* _Task to carry out_: Copy every one of the rows below word for word, leaving out the pictures.

# Task inputs start

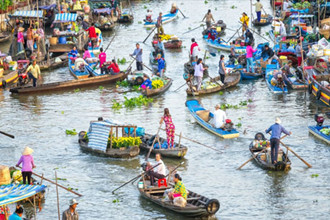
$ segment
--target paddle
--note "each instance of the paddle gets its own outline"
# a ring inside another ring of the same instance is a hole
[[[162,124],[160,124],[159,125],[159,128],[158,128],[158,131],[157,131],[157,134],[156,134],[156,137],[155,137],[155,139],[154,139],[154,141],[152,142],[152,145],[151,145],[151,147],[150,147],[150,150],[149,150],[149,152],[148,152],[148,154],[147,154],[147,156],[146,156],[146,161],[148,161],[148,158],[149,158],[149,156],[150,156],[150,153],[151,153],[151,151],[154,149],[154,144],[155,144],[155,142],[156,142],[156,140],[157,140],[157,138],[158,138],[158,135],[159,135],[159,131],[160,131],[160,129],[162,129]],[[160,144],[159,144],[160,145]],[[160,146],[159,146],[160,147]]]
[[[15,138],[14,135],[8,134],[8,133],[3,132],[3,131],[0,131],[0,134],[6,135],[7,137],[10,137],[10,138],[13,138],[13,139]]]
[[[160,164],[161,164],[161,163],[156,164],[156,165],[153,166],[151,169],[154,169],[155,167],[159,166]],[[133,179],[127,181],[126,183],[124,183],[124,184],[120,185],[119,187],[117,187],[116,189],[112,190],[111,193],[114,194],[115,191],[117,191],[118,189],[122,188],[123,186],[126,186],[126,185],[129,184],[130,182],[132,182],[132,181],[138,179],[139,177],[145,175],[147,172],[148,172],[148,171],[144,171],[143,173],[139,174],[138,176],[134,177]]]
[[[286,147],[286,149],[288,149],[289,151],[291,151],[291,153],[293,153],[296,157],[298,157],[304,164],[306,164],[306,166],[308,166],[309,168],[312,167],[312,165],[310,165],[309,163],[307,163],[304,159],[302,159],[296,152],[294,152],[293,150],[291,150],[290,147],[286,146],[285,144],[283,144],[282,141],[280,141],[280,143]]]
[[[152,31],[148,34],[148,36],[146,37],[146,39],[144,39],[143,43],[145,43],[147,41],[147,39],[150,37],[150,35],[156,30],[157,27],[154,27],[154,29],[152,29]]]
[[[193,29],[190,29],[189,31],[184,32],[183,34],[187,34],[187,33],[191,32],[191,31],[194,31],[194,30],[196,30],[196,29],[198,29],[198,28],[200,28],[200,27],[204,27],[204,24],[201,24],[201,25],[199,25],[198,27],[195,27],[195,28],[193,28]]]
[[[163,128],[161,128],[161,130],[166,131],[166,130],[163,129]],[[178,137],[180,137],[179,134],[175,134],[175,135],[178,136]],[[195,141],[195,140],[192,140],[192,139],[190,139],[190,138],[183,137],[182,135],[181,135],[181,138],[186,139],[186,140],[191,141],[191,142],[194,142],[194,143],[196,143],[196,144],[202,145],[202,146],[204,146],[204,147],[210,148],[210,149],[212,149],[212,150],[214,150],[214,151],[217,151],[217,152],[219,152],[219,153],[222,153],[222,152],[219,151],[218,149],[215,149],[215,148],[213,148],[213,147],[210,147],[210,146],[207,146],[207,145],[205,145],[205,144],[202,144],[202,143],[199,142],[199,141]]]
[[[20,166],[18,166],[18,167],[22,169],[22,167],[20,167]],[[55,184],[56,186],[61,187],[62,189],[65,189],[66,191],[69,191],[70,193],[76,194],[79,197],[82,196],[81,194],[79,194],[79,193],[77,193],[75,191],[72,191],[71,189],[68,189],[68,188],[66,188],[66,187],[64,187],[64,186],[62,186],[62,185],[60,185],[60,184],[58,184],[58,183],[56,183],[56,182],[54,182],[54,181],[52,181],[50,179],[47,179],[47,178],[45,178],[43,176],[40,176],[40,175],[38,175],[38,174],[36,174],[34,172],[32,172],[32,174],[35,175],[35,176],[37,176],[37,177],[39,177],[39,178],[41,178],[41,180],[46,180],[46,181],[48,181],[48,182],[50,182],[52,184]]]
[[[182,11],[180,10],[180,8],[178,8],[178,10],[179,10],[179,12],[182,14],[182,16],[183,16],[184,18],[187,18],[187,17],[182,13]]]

# Task inputs end

* _Full answer_:
$ segment
--target paddle
--note "each instance of the paddle gets its own outline"
# a ring inside another ring of the same instance is a hole
[[[162,124],[160,124],[159,125],[159,128],[158,128],[158,131],[157,131],[157,134],[156,134],[156,137],[155,137],[155,139],[154,139],[154,141],[152,142],[152,145],[151,145],[151,147],[150,147],[150,150],[149,150],[149,152],[148,152],[148,154],[147,154],[147,156],[146,156],[146,161],[148,161],[148,158],[149,158],[149,156],[150,156],[150,153],[151,153],[151,151],[154,149],[154,144],[155,144],[155,142],[156,142],[156,140],[157,140],[157,138],[158,138],[158,135],[159,135],[159,131],[160,131],[160,129],[162,129]],[[160,144],[159,144],[160,145]],[[160,146],[159,146],[160,147]]]
[[[15,138],[14,135],[8,134],[8,133],[3,132],[3,131],[0,131],[0,134],[6,135],[7,137],[10,137],[10,138],[13,138],[13,139]]]
[[[160,164],[161,164],[161,163],[156,164],[156,165],[153,166],[151,169],[154,169],[155,167],[159,166]],[[133,179],[127,181],[126,183],[124,183],[124,184],[120,185],[119,187],[117,187],[116,189],[112,190],[111,193],[114,194],[115,191],[117,191],[118,189],[122,188],[123,186],[126,186],[126,185],[129,184],[130,182],[132,182],[132,181],[138,179],[139,177],[145,175],[147,172],[148,172],[148,171],[144,171],[143,173],[139,174],[138,176],[134,177]]]
[[[286,147],[286,149],[288,149],[289,151],[291,151],[291,153],[293,153],[296,157],[298,157],[304,164],[306,164],[306,166],[308,166],[309,168],[312,167],[312,165],[310,165],[309,163],[307,163],[304,159],[302,159],[296,152],[294,152],[293,150],[291,150],[290,147],[286,146],[285,144],[283,144],[282,141],[280,141],[280,143]]]
[[[152,31],[148,34],[148,36],[146,37],[146,39],[144,39],[143,43],[145,43],[147,41],[147,39],[150,37],[150,35],[156,30],[157,27],[154,27],[154,29],[152,29]]]
[[[193,29],[190,29],[189,31],[184,32],[183,34],[187,34],[187,33],[191,32],[191,31],[194,31],[194,30],[196,30],[196,29],[198,29],[198,28],[200,28],[200,27],[204,27],[204,24],[201,24],[201,25],[199,25],[198,27],[195,27],[195,28],[193,28]]]
[[[163,128],[161,128],[161,130],[166,131],[166,130],[163,129]],[[178,137],[180,137],[179,134],[175,134],[175,135],[178,136]],[[195,141],[195,140],[192,140],[192,139],[190,139],[190,138],[183,137],[182,135],[181,135],[181,138],[186,139],[186,140],[191,141],[191,142],[194,142],[194,143],[196,143],[196,144],[202,145],[202,146],[204,146],[204,147],[210,148],[210,149],[212,149],[212,150],[214,150],[214,151],[217,151],[217,152],[219,152],[219,153],[222,153],[222,152],[219,151],[218,149],[215,149],[215,148],[213,148],[213,147],[210,147],[210,146],[207,146],[207,145],[205,145],[205,144],[202,144],[202,143],[199,142],[199,141]]]
[[[20,166],[18,166],[18,167],[22,169],[22,167],[20,167]],[[55,184],[56,186],[61,187],[62,189],[65,189],[66,191],[69,191],[70,193],[76,194],[79,197],[82,196],[81,194],[79,194],[79,193],[77,193],[75,191],[72,191],[71,189],[68,189],[68,188],[66,188],[66,187],[64,187],[64,186],[62,186],[62,185],[60,185],[60,184],[58,184],[58,183],[56,183],[56,182],[54,182],[54,181],[52,181],[50,179],[47,179],[47,178],[45,178],[43,176],[40,176],[40,175],[38,175],[38,174],[36,174],[34,172],[32,172],[32,174],[35,175],[35,176],[37,176],[37,177],[39,177],[39,178],[41,178],[41,180],[46,180],[46,181],[48,181],[48,182],[50,182],[52,184]]]
[[[182,11],[180,10],[180,8],[178,8],[178,10],[179,10],[179,12],[182,14],[182,16],[183,16],[184,18],[187,18],[187,17],[182,13]]]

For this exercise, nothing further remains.